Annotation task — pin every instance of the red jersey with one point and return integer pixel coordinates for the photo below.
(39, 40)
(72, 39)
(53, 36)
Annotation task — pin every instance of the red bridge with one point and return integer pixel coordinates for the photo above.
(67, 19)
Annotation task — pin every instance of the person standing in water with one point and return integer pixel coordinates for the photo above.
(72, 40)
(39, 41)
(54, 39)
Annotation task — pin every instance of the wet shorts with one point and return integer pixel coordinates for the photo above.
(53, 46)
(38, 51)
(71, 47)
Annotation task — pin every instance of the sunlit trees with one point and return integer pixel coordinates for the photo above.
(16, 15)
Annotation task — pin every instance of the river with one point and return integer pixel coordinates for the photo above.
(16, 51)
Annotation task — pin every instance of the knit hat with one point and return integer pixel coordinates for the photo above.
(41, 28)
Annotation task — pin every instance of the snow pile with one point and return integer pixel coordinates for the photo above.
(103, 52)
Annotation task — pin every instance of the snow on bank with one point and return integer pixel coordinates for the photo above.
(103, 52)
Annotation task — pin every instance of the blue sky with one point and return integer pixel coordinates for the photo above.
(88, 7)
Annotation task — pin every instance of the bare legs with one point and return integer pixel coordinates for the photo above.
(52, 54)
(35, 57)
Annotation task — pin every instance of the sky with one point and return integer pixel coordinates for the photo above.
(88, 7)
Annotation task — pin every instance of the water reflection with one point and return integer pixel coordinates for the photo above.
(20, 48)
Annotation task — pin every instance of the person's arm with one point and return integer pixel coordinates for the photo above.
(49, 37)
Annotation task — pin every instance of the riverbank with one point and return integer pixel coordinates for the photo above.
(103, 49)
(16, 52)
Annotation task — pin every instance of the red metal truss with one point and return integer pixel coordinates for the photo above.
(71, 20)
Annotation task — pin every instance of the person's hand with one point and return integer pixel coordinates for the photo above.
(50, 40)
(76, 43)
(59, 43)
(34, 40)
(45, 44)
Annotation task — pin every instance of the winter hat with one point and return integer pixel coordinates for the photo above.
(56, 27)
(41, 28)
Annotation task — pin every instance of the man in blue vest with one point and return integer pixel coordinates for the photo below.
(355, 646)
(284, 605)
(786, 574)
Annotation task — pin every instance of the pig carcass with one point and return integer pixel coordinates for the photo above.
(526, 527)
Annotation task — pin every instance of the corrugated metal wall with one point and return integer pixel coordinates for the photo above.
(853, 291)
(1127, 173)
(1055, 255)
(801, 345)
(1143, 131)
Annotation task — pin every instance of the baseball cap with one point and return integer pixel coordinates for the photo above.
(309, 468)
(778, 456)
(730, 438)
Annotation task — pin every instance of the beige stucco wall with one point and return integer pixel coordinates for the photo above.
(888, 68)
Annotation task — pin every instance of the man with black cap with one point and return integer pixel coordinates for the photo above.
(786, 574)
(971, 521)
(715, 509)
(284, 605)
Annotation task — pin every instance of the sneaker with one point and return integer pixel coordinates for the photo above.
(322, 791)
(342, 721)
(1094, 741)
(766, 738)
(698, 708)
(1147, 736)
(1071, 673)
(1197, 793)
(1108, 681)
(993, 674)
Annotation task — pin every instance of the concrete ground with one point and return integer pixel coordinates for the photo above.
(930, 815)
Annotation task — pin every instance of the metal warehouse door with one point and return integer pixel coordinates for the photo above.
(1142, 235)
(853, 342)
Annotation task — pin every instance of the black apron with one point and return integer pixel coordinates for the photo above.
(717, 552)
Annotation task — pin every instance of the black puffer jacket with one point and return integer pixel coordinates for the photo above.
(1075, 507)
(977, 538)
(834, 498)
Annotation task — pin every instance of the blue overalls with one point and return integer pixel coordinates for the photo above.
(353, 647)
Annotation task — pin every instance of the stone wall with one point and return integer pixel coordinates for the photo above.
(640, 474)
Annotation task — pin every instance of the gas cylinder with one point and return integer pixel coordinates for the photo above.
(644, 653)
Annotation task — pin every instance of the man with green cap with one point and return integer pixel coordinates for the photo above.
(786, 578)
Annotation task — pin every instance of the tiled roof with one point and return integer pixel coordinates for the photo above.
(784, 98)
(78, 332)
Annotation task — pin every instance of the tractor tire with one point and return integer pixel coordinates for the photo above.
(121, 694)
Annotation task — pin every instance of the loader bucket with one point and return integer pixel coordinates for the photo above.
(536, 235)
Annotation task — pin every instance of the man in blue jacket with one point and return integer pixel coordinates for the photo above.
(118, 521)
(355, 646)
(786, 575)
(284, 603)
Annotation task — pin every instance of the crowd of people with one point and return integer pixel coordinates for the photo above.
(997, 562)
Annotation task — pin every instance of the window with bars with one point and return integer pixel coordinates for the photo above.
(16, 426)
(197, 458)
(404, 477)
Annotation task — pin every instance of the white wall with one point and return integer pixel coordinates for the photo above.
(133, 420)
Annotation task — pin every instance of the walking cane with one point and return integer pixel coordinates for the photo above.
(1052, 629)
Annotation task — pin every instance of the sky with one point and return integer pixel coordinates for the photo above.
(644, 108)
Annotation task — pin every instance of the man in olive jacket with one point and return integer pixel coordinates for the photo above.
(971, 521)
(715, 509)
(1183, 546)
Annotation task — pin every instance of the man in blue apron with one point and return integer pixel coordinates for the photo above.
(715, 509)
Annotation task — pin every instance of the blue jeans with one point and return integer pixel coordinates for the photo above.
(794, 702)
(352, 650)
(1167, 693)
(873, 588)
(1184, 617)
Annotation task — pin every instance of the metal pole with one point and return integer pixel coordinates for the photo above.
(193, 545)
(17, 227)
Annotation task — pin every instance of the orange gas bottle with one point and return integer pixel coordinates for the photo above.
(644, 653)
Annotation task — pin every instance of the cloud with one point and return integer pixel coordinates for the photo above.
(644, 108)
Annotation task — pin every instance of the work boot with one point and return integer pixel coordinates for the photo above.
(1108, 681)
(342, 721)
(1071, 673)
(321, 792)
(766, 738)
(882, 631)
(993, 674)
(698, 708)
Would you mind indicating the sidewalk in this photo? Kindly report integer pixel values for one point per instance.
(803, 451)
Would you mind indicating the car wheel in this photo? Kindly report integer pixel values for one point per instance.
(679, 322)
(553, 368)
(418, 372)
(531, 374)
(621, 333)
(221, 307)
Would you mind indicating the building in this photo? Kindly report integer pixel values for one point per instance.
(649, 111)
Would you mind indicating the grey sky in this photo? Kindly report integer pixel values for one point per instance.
----
EXERCISE DESCRIPTION => Word for word, copy the line containing "Would you mind indicating the car" and each line after it to the end of the records, and nothing besides.

RESPONSE AREA =>
Would you mind indicating the car wheel in this photo? Kindly report integer pixel values for one point per instance.
(679, 322)
(553, 368)
(418, 372)
(531, 374)
(621, 333)
(221, 307)
Would you mind indicating the building in this photo? Kindly report integer pixel values for one point per instance.
(649, 111)
Would you mind indicating the grey sky in this photo? Kindly report integer pixel values for one point per instance.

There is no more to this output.